* TASK DIRECTIONS *
Rescale everything from the line containing "Place one keypoint on each instance of the red light, using" down to the end of the entries. Repeat those lines with only the answer keypoint coordinates multiplied by 0.8 and rounded to whole numbers (halves up), keeping every other line as it is, including its sample coordinate pairs, and leave the picture out.

* SUPPLIED RECORDS *

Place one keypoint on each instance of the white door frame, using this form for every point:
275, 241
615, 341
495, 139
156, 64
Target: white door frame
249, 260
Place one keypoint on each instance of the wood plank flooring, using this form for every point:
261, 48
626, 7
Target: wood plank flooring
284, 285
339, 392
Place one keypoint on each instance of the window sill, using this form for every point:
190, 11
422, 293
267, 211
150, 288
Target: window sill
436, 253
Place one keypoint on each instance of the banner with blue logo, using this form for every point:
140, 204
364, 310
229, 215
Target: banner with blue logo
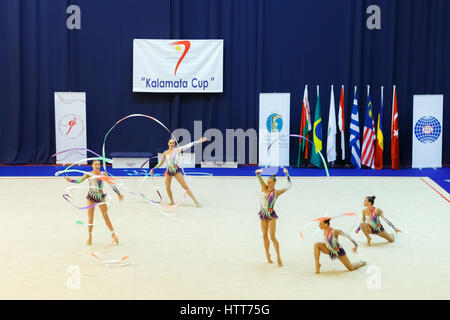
427, 131
177, 65
274, 111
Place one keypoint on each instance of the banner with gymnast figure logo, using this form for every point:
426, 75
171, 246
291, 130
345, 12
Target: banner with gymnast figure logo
70, 126
274, 132
427, 131
177, 65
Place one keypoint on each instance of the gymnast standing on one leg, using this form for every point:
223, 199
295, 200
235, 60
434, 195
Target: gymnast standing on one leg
371, 221
171, 157
96, 195
267, 215
332, 247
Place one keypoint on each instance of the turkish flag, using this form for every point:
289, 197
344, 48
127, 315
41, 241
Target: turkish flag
395, 157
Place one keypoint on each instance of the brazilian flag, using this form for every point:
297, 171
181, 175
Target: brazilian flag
317, 135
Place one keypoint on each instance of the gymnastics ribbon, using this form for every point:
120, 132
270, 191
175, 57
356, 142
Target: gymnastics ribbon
302, 137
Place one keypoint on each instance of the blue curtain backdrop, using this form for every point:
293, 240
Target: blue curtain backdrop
270, 46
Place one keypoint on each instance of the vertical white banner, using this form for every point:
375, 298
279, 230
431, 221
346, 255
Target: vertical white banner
70, 126
427, 131
274, 111
161, 65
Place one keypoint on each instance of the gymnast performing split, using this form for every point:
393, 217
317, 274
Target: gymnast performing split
96, 195
371, 221
267, 214
332, 247
172, 157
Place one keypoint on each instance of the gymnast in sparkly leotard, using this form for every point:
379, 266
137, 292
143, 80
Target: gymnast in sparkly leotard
267, 213
371, 223
332, 247
172, 158
97, 195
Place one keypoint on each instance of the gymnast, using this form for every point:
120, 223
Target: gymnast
172, 157
332, 247
371, 221
96, 195
267, 214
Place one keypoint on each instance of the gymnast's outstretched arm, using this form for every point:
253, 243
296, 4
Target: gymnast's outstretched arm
280, 192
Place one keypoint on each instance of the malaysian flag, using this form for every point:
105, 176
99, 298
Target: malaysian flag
354, 134
368, 150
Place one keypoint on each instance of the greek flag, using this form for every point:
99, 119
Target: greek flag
354, 134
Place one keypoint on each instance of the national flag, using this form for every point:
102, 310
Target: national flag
395, 156
317, 135
341, 122
354, 134
331, 136
379, 142
368, 150
305, 127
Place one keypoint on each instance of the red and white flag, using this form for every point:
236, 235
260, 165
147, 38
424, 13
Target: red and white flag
368, 150
341, 122
395, 156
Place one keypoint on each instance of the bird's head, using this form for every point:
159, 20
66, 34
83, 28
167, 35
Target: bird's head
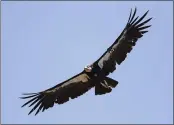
88, 68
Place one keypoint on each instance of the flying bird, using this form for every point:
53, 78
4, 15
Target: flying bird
94, 75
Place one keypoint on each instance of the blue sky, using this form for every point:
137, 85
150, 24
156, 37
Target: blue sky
45, 43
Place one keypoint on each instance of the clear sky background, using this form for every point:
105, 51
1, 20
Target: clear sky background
45, 43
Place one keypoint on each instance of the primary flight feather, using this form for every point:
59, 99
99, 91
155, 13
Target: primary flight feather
94, 75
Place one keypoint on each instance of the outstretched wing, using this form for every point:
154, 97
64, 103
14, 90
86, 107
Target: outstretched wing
61, 93
117, 52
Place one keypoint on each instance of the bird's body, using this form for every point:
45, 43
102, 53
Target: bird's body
94, 75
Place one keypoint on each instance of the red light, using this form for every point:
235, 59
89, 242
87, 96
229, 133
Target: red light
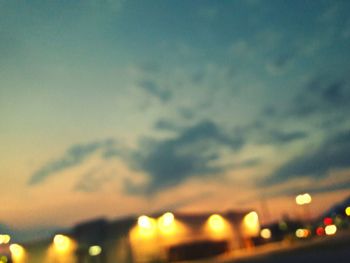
328, 221
320, 231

* TASK RESPONSE *
Place one keypoint on each instance of the red light, using this form for every point:
235, 59
89, 242
87, 96
229, 133
Target: red light
262, 177
256, 185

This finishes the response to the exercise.